Extracted data entries:
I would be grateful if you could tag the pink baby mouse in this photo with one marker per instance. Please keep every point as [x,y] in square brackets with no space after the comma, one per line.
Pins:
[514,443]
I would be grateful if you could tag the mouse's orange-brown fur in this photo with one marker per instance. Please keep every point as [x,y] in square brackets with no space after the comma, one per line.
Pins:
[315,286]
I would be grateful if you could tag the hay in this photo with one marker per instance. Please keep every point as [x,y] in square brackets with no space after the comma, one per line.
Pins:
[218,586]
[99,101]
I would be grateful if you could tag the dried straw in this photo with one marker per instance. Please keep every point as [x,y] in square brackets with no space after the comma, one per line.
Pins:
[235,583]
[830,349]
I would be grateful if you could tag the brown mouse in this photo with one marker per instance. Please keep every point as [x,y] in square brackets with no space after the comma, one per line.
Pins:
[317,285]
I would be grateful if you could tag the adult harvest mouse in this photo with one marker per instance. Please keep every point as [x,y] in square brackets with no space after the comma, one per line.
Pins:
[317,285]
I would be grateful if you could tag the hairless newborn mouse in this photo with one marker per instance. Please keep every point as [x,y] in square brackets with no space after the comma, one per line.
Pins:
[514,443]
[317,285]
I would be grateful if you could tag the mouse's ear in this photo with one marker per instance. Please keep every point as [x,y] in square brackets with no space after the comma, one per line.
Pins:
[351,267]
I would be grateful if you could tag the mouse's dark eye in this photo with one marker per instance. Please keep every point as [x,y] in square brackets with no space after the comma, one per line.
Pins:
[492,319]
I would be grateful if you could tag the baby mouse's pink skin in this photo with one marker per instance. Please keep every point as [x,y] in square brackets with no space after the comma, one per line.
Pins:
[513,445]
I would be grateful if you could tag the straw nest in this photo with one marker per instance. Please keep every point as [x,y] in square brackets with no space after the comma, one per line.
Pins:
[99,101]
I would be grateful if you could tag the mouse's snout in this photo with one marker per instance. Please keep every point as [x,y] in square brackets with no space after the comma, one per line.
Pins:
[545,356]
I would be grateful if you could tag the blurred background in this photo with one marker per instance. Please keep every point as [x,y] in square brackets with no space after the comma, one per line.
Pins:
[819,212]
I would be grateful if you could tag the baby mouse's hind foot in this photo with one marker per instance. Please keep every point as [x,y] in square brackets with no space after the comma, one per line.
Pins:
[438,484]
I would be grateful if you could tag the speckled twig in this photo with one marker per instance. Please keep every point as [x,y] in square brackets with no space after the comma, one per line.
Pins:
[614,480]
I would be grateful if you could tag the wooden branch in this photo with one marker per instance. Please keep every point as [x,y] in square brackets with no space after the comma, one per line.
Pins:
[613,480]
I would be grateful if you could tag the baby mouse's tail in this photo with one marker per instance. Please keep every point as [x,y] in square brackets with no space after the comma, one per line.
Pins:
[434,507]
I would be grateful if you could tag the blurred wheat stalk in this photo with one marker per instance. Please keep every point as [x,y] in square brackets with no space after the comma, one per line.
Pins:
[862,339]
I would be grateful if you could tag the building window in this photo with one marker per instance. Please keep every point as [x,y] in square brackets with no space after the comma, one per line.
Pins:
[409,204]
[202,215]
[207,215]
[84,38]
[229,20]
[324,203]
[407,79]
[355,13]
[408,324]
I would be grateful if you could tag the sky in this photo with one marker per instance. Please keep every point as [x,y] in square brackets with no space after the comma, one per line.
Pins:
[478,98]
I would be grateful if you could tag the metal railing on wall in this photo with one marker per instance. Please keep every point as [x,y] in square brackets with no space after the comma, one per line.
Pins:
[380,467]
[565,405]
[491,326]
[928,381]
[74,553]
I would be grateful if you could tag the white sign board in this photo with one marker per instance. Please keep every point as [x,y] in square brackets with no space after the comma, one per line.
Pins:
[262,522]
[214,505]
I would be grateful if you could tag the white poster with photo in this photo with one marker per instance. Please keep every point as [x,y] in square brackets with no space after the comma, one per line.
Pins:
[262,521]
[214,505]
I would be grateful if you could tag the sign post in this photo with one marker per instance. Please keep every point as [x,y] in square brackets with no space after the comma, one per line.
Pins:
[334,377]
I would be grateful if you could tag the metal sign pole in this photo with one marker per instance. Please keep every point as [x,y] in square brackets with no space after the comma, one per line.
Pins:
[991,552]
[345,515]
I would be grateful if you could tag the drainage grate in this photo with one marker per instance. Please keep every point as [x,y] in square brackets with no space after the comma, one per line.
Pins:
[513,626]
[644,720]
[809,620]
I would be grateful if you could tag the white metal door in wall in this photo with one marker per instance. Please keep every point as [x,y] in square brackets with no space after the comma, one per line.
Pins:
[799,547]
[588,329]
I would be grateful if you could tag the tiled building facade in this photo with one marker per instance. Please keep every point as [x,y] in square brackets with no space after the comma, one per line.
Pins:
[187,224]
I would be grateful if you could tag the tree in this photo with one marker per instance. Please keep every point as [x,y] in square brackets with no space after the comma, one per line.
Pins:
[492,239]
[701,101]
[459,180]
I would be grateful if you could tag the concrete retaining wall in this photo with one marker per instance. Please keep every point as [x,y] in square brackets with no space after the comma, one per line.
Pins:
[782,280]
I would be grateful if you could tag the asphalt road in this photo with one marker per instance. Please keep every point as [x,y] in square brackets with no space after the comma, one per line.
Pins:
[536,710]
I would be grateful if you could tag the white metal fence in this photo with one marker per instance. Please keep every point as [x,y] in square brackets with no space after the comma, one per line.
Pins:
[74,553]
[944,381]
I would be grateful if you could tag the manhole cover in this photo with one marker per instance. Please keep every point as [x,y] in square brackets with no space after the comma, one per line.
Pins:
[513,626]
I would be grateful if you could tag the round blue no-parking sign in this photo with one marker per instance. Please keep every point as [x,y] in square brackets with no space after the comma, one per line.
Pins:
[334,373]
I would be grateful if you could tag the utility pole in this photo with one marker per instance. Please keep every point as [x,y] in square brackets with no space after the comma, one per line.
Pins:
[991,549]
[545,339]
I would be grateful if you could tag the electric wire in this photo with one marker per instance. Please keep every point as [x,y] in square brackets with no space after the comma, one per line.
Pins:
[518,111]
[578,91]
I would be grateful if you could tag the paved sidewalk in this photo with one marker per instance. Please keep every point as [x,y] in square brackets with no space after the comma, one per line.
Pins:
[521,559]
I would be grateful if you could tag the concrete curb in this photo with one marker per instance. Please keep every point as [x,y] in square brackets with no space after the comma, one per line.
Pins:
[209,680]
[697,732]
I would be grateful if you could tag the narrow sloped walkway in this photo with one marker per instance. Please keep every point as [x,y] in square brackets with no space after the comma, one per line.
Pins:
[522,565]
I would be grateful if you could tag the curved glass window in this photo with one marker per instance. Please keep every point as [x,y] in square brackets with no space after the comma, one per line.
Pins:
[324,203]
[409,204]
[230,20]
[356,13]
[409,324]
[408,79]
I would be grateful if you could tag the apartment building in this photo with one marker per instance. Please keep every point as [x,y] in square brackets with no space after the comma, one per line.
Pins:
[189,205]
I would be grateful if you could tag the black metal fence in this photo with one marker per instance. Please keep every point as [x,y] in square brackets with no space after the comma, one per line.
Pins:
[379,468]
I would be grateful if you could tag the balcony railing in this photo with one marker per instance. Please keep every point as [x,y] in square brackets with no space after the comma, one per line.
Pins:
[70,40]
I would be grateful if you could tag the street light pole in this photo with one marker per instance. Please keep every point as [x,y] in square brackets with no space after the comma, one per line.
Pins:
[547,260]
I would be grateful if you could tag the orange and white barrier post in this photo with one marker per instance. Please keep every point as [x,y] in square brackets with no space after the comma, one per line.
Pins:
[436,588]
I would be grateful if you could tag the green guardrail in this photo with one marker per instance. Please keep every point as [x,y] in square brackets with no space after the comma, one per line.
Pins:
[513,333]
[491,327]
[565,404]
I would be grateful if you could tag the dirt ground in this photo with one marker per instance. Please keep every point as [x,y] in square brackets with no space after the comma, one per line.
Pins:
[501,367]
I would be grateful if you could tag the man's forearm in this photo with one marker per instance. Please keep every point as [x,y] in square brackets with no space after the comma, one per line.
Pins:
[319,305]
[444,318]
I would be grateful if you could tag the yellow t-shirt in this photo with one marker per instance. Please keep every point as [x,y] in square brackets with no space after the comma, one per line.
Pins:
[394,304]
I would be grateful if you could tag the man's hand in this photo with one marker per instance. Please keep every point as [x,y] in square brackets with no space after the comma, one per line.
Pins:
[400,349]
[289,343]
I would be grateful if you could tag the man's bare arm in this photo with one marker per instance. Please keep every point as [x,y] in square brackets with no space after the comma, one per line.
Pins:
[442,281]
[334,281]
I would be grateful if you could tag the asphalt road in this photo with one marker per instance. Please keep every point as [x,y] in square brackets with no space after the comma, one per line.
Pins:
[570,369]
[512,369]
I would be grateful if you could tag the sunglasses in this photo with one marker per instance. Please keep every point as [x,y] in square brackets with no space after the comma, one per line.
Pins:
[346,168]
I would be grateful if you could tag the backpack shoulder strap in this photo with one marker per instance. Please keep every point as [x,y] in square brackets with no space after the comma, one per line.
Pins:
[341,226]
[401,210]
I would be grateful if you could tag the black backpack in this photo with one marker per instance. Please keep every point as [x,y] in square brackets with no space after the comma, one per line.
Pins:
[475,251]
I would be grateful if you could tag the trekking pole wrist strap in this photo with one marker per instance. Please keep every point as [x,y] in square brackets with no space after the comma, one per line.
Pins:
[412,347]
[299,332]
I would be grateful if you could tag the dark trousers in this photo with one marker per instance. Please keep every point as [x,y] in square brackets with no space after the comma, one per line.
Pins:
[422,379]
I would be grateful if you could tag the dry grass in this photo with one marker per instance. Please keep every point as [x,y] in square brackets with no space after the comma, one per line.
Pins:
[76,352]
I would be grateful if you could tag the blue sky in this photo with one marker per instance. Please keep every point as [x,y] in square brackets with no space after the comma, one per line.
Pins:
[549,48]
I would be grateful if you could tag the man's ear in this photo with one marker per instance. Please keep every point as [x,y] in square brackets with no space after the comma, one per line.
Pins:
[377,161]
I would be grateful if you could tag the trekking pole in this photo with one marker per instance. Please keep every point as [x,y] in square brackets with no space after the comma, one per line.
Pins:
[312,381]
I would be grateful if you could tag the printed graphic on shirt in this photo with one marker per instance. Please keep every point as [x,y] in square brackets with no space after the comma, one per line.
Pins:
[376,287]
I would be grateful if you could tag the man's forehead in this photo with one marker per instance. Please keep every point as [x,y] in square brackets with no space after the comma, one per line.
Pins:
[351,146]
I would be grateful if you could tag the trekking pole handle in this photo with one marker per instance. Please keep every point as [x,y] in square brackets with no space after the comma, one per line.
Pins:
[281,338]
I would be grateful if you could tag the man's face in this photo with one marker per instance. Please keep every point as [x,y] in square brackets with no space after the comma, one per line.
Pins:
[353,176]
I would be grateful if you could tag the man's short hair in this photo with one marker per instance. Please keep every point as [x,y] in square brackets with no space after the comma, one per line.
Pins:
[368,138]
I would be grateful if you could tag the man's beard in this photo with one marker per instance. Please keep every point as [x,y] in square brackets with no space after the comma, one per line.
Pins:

TASK TO COMPLETE: Starting at the line that contains "I would be grateful if you could tag the man's face", print every line through the end of the listing, word for word. Leave out all the rest.

OUTPUT FOR THIS TASK:
I would be grateful if you could tag the man's face in this photo with one marker per instance. Please keep every point as [x,y] in square brackets with no space after the comma, one per line.
Pins:
[353,176]
I would be grateful if you could tag the man's short hair in this photo with one marker per instance. Please keep every point as [x,y] in square brackets with no space after the comma, one per line.
Pins:
[368,138]
I would be grateful if you could tag the man's beard in this photo with one marker per instance. Please keep every point as [x,y] in square brackets with no space after the comma, one per line.
Pins:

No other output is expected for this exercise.